Der Auftakt zur Formel-1-Saison 2021 hat vielen Fans Freude bereitet - am Ende durch Lewis Hamiltons Sieg auch den Verantwortlichen bei Mercedes. Doch eine Sache ist nach dem Bahrain GP am vergangenen Sonntag klar. Der F1-Rennstall des Autobauers aus Stuttgart hat im Zuge der Regeländerungen seine Dominanz aus den Vorjahren eingebüßt. Red Bull Racing war in Form von Max Verstappen ein echter Konkurrent für Sieger Lewis Hamilton, der die Pole Position eroberte, den Weltmeister im Rennen unter Druck setzte und zu einer gewagten Strategie zwang. Hamilton musste bereits zu Rennhalbzeit seinen zweiten und letzten Boxenstopp absolvieren.

Wegen der Änderungen im Technischen Reglement mussten die Teams den Unterboden vor den Hinterrädern beschneiden. Von den Auswirkungen sind Mercedes und Aston Martin offenbar am stärksten betroffen. Die Autos der beiden Rennställe haben einen geringen Anstellwinkel. "Ich bin mir nicht sicher, ob die Lösung oder die Antwort so einfach ist. Aber es gibt definitiv ein Muster", sagte Mercedes-Teamchef Toto Wolff. "Die Autos mit einem niedrigen Anstellwinkel scheinen mehr verloren zu haben als die mit einem hohen Anstellwinkel. Das ist die Situation. Wenn wir sagen würden, dass wir nur durch die Regeln bestraft wurden, wären wir keine Racer und keine Kämpfer. Wir müssen das Auto in den optimalen Bereich bringen, damit wir mit unseren Gegnern kämpfen können."

▸ Bereitgestelltes Material

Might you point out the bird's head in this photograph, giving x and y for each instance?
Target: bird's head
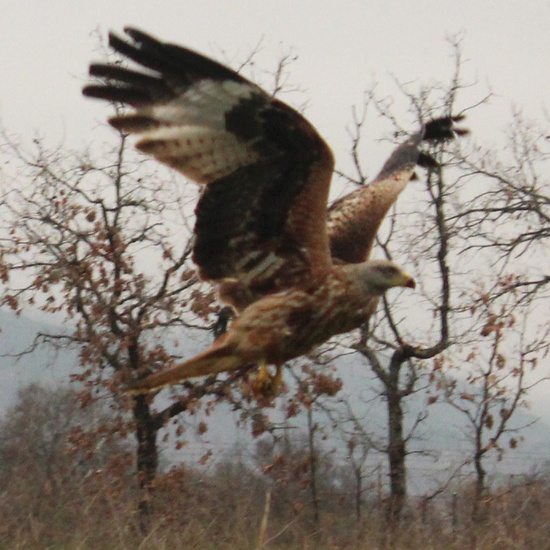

▸ Deine Aufgabe
Schreib den Text über den Formel-1-Saisonauftakt neu: Beginne bei der Stelle mit "Der Auftakt zur" und höre nach "letzten Boxenstopp absolvieren." auf. Ersetze dabei "Boxenstopp" durch "Reifenwechsel".

▸ Ausgabe
Der Auftakt zur Formel-1-Saison 2021 hat vielen Fans Freude bereitet - am Ende durch Lewis Hamiltons Sieg auch den Verantwortlichen bei Mercedes. Doch eine Sache ist nach dem Bahrain GP am vergangenen Sonntag klar. Der F1-Rennstall des Autobauers aus Stuttgart hat im Zuge der Regeländerungen seine Dominanz aus den Vorjahren eingebüßt. Red Bull Racing war in Form von Max Verstappen ein echter Konkurrent für Sieger Lewis Hamilton, der die Pole Position eroberte, den Weltmeister im Rennen unter Druck setzte und zu einer gewagten Strategie zwang. Hamilton musste bereits zu Rennhalbzeit seinen zweiten und letzten Reifenwechsel absolvieren.